ENTRIES PROVIDED: Begin
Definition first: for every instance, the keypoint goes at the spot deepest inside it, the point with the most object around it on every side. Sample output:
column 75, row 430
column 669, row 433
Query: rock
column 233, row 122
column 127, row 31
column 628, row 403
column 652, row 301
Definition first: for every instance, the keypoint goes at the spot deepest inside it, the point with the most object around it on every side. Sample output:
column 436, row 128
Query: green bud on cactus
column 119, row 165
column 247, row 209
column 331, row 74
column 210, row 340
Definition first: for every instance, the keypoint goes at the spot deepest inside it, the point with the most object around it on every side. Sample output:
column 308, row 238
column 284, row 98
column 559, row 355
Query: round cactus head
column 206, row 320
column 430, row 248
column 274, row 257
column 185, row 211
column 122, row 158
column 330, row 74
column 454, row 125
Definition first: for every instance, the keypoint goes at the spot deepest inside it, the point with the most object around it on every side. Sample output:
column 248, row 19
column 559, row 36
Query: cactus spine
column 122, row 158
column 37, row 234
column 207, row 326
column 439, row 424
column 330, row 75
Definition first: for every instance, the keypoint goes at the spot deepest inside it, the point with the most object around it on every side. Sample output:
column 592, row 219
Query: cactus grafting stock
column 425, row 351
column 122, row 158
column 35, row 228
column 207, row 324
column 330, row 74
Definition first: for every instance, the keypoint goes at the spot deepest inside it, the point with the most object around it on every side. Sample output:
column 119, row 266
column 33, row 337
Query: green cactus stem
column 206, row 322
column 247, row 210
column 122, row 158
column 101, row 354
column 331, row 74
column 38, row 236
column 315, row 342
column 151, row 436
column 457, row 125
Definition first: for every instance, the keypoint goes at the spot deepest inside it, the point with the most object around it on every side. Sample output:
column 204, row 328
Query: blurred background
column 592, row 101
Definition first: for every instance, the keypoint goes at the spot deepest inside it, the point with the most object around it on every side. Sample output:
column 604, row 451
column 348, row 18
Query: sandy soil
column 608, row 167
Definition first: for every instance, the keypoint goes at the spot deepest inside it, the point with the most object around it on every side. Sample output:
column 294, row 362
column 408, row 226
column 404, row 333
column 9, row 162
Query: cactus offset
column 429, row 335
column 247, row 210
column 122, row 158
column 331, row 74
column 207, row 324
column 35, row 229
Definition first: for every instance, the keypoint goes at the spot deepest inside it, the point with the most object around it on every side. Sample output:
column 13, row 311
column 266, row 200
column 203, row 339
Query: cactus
ENTRIES PROVIDED: End
== EXERCISE DESCRIPTION ==
Every entry should be retyped exactly as it appears.

== REPLY ==
Definition first: for every instance, the keypoint goes at the spot deepest inside it, the point with the most object around it on every side. Sample output:
column 75, row 430
column 669, row 433
Query: rock
column 233, row 122
column 127, row 31
column 628, row 403
column 652, row 301
Definition first: for every instance, the keypoint goes at the spot deepest inside it, the point with the most object around it on every side. Sample output:
column 436, row 128
Query: green bud on cactus
column 119, row 165
column 247, row 209
column 331, row 74
column 210, row 340
Definition first: for every instance, the keypoint goes at the spot deepest inside it, the point with the most object around it on every side. Sample output:
column 308, row 238
column 284, row 98
column 559, row 355
Query: round cactus head
column 206, row 320
column 430, row 248
column 274, row 257
column 185, row 211
column 122, row 158
column 330, row 74
column 454, row 125
Definition first: for every instance, the keypoint goes at the spot deepest inside it, the point with the most object around it on every side. Sample output:
column 248, row 19
column 559, row 36
Query: cactus spine
column 122, row 158
column 37, row 234
column 207, row 326
column 439, row 424
column 330, row 75
Definition first: for every instance, the keypoint goes at the spot deepest inside it, the point with the most object around it on every side. Sample output:
column 592, row 219
Query: cactus grafting stock
column 425, row 351
column 122, row 158
column 35, row 228
column 207, row 324
column 330, row 74
Definition first: for every instance, the keypoint goes at the spot deepest inside it, the point with the most object around it on every side. Sample output:
column 119, row 266
column 33, row 337
Query: green cactus stem
column 206, row 322
column 247, row 210
column 122, row 158
column 101, row 354
column 331, row 74
column 38, row 236
column 315, row 342
column 151, row 436
column 457, row 125
Definition first: for every instance, the keypoint goes at the spot deepest inside it, the point with the most object around it on every side. Sample output:
column 204, row 328
Query: blurred background
column 592, row 101
Definition first: for every instance, the keypoint goes at the spot deepest inside it, the point with the most object around it on every side. Sample output:
column 604, row 451
column 348, row 18
Query: sandy soil
column 608, row 167
Definition first: for every instance, the keypoint goes at the spot deepest inside it, the point with the most object around it on every side. Sample output:
column 294, row 362
column 408, row 226
column 404, row 333
column 9, row 162
Query: cactus offset
column 429, row 335
column 247, row 210
column 122, row 158
column 331, row 74
column 207, row 324
column 35, row 229
Definition first: for every instance, the keypoint goes at the spot deepest inside it, the point with the most object around it on every side. Sample output:
column 13, row 311
column 266, row 200
column 203, row 339
Query: cactus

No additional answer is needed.